==== PROVIDED DATA
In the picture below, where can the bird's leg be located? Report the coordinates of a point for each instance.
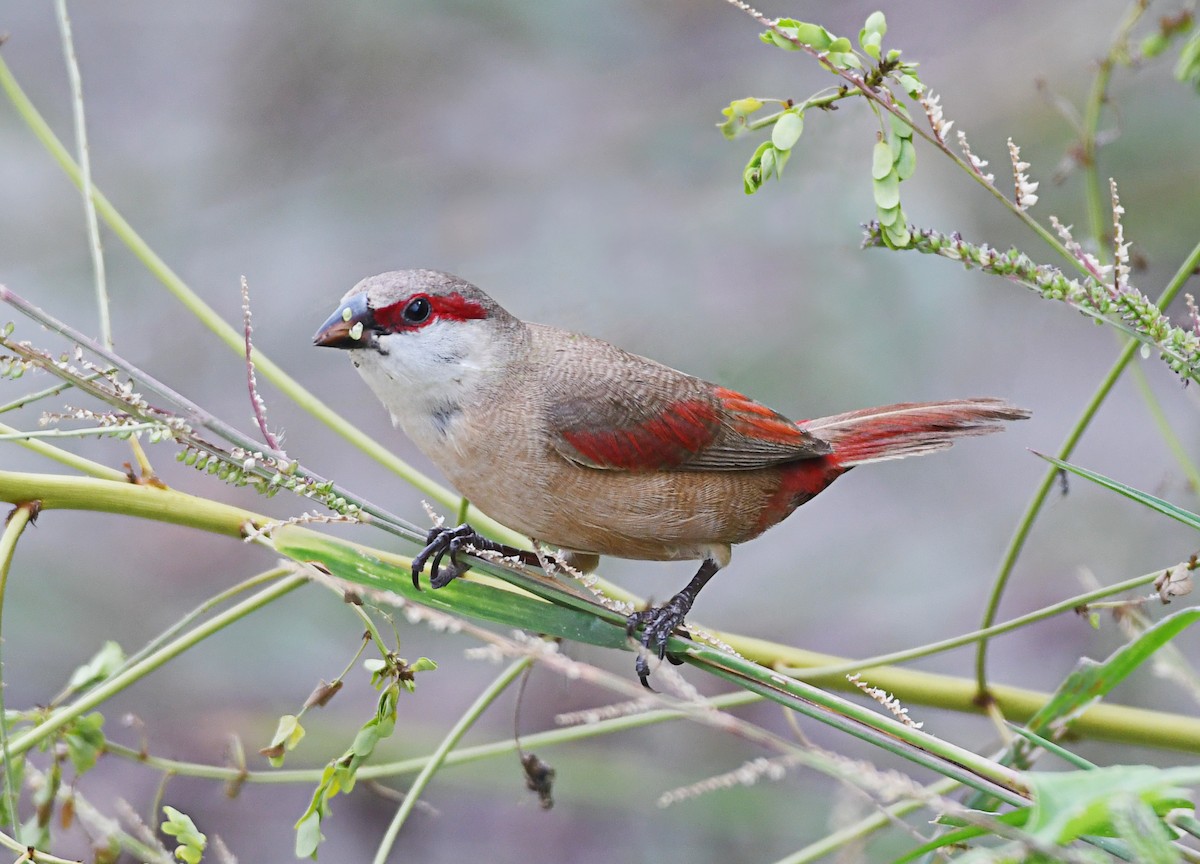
(660, 622)
(442, 541)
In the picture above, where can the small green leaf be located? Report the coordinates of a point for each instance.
(85, 741)
(901, 127)
(309, 835)
(907, 161)
(813, 35)
(1069, 804)
(1155, 45)
(870, 43)
(887, 191)
(911, 85)
(898, 235)
(888, 217)
(288, 733)
(768, 161)
(191, 841)
(787, 131)
(102, 664)
(881, 160)
(738, 114)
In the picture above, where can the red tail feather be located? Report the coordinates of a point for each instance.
(874, 435)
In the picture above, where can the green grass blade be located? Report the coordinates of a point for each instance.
(553, 612)
(1165, 508)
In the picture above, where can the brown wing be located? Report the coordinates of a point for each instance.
(611, 409)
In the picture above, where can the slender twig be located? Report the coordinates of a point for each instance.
(1033, 508)
(123, 430)
(192, 616)
(256, 401)
(191, 413)
(231, 337)
(65, 457)
(460, 729)
(18, 517)
(930, 648)
(111, 687)
(83, 155)
(887, 103)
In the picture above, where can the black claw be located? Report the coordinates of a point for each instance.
(658, 623)
(438, 543)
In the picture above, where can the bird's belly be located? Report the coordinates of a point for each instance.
(652, 516)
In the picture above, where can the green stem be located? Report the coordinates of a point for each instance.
(460, 729)
(893, 658)
(1164, 429)
(895, 737)
(876, 821)
(70, 460)
(37, 857)
(85, 186)
(21, 516)
(111, 687)
(535, 741)
(82, 433)
(1035, 507)
(195, 615)
(234, 339)
(1097, 96)
(1103, 721)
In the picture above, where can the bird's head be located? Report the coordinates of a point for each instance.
(420, 333)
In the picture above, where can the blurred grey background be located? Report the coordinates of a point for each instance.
(564, 156)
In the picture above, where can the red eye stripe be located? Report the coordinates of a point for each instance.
(444, 307)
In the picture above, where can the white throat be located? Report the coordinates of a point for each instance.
(425, 378)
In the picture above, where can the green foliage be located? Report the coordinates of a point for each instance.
(389, 675)
(894, 157)
(191, 841)
(85, 742)
(738, 117)
(288, 735)
(105, 663)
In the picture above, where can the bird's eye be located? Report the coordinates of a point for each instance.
(418, 310)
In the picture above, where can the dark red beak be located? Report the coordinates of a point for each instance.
(349, 327)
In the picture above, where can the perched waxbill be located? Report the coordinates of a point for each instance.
(576, 443)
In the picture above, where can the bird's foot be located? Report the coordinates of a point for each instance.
(448, 543)
(658, 623)
(441, 543)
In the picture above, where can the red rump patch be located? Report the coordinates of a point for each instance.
(756, 420)
(663, 442)
(799, 481)
(443, 307)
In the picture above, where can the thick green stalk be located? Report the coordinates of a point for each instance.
(1104, 721)
(21, 516)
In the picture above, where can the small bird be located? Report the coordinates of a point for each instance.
(576, 443)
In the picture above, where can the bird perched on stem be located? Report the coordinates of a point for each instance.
(576, 443)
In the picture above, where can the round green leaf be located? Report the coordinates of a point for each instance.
(881, 160)
(887, 217)
(813, 35)
(887, 191)
(876, 24)
(787, 131)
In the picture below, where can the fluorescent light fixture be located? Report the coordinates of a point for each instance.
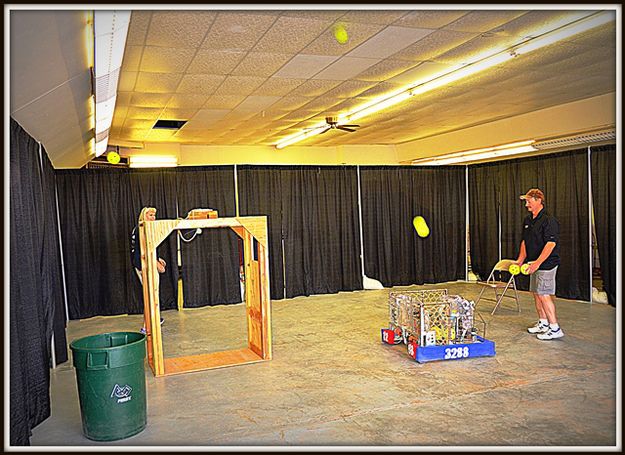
(514, 148)
(460, 72)
(152, 161)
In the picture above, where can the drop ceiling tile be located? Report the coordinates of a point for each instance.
(260, 64)
(149, 99)
(433, 45)
(278, 86)
(179, 29)
(139, 123)
(132, 58)
(348, 89)
(328, 15)
(291, 34)
(374, 16)
(291, 102)
(304, 66)
(421, 73)
(144, 112)
(239, 85)
(238, 30)
(210, 61)
(385, 69)
(389, 41)
(327, 44)
(256, 103)
(345, 68)
(534, 23)
(313, 88)
(187, 101)
(177, 114)
(138, 27)
(204, 84)
(127, 81)
(483, 20)
(166, 59)
(223, 101)
(428, 18)
(157, 82)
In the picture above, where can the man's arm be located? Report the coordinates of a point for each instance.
(544, 254)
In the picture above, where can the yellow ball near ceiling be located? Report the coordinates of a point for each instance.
(112, 157)
(340, 34)
(421, 226)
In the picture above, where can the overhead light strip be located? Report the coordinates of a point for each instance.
(460, 72)
(478, 154)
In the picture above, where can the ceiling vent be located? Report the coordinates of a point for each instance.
(169, 124)
(579, 139)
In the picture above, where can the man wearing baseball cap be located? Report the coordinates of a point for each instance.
(541, 246)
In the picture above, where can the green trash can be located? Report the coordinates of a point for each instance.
(111, 384)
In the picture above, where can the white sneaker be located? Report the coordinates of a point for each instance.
(539, 327)
(551, 334)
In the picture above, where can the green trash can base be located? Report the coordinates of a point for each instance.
(110, 375)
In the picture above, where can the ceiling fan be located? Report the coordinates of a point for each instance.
(334, 125)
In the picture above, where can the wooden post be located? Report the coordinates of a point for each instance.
(257, 296)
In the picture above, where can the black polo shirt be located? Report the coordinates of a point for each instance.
(536, 233)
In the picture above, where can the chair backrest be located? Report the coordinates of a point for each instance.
(504, 265)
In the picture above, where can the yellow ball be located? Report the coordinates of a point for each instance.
(112, 157)
(341, 34)
(421, 226)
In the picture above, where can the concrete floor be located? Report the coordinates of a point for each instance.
(333, 383)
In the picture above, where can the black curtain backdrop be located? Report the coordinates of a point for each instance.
(210, 261)
(483, 220)
(320, 226)
(603, 177)
(563, 177)
(391, 197)
(34, 285)
(260, 193)
(51, 272)
(314, 210)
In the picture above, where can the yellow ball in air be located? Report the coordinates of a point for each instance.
(421, 226)
(112, 157)
(341, 34)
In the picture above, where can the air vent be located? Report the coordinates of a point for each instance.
(169, 124)
(580, 139)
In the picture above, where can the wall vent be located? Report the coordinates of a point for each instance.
(579, 139)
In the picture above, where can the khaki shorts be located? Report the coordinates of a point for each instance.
(543, 282)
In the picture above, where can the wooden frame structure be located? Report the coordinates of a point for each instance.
(253, 231)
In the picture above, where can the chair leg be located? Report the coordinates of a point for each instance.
(516, 295)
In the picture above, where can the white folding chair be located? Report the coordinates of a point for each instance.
(500, 287)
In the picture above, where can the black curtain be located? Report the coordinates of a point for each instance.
(320, 226)
(32, 299)
(603, 173)
(210, 260)
(391, 197)
(483, 220)
(563, 177)
(260, 193)
(52, 274)
(314, 211)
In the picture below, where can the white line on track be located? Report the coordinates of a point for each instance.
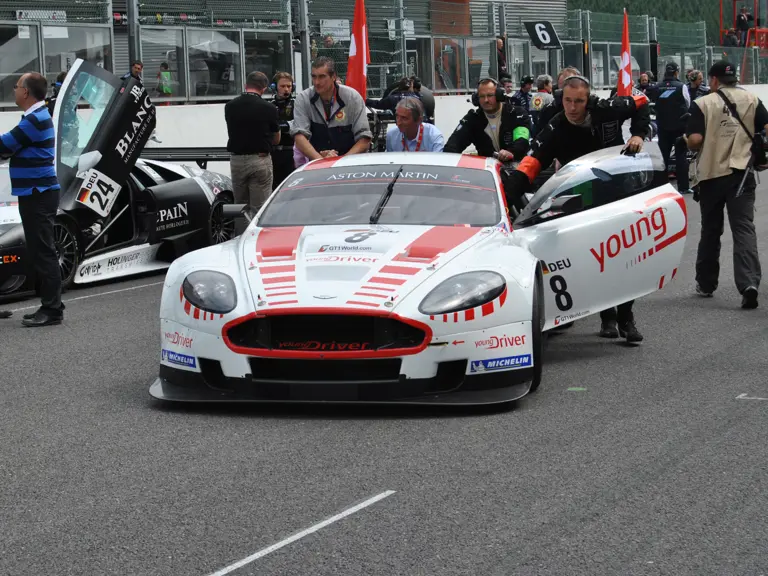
(300, 535)
(94, 295)
(745, 397)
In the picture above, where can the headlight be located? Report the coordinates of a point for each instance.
(210, 291)
(462, 292)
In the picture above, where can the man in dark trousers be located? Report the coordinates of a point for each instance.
(585, 124)
(30, 146)
(282, 154)
(496, 126)
(253, 130)
(672, 103)
(724, 154)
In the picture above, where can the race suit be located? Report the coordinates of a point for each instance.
(514, 132)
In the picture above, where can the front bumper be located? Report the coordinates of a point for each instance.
(450, 386)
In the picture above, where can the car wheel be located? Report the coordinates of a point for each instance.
(67, 251)
(537, 323)
(220, 229)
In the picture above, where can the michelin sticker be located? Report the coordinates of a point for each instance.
(179, 359)
(508, 363)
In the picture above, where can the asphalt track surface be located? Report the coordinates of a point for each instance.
(655, 466)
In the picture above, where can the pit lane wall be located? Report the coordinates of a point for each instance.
(202, 125)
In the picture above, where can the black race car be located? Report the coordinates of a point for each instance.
(119, 214)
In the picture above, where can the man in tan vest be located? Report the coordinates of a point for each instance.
(724, 152)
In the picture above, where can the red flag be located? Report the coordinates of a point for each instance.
(624, 87)
(359, 52)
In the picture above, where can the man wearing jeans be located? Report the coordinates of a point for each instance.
(30, 146)
(725, 150)
(253, 129)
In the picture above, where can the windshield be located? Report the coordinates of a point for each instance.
(80, 114)
(600, 178)
(422, 195)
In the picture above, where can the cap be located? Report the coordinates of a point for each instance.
(722, 69)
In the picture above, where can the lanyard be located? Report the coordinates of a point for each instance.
(330, 108)
(418, 142)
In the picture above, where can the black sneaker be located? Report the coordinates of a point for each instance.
(629, 331)
(749, 298)
(703, 293)
(609, 330)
========
GIVEN TASK
Return, without any change, the lines of the entries from the line containing "In the picture above, where can the black race" up to and including the final line of the entries.

EXPECTED ANSWER
In the picture above, where can the black race car be located? Report the coordinates of a point for each instance.
(119, 214)
In the picture above, where can the man in tan vest be located? Report the coordinates of a point for each instance.
(724, 152)
In the picture above, where can the red flag be located? Report the coordinates of a point for each instance.
(624, 87)
(359, 52)
In the picture above, where can the man wearing jeans be located? Report the coordinates of a point for each instance.
(30, 146)
(725, 150)
(253, 129)
In the picture above, where can the windshield be located? Report the coordinates of a point for each instance.
(80, 114)
(600, 178)
(422, 195)
In the picture above, where can the cap be located? Report the coordinates of a point for each instance.
(722, 69)
In the picture above, where can the lanyard be located? Report the coordinates of a point for each instance.
(330, 108)
(418, 142)
In the picture above, where can the black sneaker be located? Report the coordinates of a point for each instance.
(629, 331)
(749, 298)
(703, 293)
(609, 330)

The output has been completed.